As i see many of you are totally confused about the N75 valve (what it does, how is it working), just exactly as i was before digging myself into the topic quite deeply. My car was seriously down on power - i even posted some desperate topics here too, but noone was able to give me any usable suggestions/answers. At the end, i found that there was some problem with my N75 valve (though it was working OK) which prevented the car to produce more boost than stock.
So, if any of you has problems with the N75 valve - or just got problems but don't really know what is it related to, then read more further.
The turbo, the boost it produces, the N75 and the ECU.
These are the most important things which you have to focus on. As we know, we got a turbo on our engine which produces boost. The turbo is "driven" by the exhaust gasses our engine produces. Exhaust spools up the turbine in the turbo which is mounted on the same driveshaft as the compressor which then generates boost. I persume it is all clear for everybody.
There is a wastegate on our turbos (as usually on every turbo) which looks like a simple valve, just exactly like in the cylinderhead. There's a difference though, the valves in the head are operated by the cams, the valve (wastegate) in the turbo is operated by pressurized air. When pressurized air is introduced to the wastegate, it will open, enabling the exhaust gasses to escape and skip the turbo. This will result in a dramatical loss of boost, because there will be no gas which would spin the turbo. I bet this is (was) also clear for everybody.

[Rows from a pointing dataset]
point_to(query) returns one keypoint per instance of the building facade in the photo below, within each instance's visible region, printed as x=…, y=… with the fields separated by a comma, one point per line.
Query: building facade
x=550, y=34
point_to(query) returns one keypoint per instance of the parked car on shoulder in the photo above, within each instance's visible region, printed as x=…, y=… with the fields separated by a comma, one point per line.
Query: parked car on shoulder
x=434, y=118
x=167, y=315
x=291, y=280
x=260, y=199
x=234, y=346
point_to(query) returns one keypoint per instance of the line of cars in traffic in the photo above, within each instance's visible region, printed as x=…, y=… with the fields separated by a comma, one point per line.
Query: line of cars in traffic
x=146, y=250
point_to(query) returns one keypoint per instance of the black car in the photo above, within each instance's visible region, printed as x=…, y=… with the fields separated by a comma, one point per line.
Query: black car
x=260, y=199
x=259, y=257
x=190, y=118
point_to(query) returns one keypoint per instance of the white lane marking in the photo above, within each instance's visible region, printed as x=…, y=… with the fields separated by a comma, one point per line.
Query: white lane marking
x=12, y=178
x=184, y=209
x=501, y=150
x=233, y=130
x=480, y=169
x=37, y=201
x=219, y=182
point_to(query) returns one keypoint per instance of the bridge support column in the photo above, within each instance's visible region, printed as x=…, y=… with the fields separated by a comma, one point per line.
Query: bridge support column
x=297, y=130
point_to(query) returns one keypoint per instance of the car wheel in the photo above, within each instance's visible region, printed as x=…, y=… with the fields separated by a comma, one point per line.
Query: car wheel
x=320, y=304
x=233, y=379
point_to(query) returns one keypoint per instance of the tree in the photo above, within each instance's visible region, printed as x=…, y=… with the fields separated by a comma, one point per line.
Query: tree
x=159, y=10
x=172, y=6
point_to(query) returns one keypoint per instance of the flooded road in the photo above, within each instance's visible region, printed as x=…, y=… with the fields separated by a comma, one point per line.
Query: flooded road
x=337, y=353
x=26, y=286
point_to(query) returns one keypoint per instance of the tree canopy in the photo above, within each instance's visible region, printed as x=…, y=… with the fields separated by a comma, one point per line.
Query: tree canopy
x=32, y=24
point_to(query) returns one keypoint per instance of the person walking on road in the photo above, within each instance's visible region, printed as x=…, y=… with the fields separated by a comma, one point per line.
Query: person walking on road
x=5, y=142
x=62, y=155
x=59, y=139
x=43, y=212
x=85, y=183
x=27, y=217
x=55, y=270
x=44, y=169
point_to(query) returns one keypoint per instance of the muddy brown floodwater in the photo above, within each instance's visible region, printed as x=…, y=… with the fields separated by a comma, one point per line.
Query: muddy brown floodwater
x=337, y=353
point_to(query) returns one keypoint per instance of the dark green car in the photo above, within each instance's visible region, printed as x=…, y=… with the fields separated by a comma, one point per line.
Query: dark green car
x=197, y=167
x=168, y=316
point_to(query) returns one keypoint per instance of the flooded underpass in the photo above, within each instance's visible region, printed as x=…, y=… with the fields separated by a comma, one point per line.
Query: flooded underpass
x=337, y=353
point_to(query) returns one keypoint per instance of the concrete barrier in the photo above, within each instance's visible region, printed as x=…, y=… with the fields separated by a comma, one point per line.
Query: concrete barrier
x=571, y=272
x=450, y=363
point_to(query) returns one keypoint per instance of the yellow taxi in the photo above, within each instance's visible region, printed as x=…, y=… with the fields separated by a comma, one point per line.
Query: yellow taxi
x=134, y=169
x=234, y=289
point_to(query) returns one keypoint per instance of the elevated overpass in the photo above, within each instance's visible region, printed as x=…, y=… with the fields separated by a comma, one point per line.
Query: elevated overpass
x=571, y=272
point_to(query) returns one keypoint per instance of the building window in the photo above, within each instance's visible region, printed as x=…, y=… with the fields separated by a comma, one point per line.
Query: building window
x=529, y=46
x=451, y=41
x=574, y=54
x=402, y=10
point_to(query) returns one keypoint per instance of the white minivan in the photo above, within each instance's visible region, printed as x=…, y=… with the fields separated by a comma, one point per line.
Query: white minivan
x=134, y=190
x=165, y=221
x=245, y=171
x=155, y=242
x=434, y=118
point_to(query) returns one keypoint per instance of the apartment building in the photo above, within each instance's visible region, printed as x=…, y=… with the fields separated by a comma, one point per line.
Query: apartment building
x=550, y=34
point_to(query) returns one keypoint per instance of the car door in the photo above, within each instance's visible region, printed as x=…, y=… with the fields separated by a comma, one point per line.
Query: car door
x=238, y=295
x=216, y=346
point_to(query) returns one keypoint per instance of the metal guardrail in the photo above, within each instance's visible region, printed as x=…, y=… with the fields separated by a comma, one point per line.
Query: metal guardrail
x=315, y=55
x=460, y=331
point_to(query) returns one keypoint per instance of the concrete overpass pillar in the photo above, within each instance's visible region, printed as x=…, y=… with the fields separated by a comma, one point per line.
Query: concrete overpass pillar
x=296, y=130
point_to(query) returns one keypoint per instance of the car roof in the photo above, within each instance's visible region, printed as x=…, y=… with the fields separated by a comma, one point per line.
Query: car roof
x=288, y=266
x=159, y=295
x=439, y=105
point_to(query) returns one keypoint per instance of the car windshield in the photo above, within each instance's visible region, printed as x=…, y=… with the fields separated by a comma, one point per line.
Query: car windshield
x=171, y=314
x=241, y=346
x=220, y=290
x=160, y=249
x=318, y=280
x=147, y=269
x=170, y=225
==
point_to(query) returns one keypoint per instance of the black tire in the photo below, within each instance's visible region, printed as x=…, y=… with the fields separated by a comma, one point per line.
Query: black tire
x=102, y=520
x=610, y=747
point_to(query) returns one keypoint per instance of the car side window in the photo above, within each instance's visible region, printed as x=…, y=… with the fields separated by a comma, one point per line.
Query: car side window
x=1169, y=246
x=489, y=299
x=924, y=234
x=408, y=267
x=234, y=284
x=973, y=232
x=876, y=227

Required work. In the post about the N75 valve, what operates the wastegate on the turbo? These lines have no connection to the post about the N75 valve.

Final answer. Pressurized air operates the wastegate.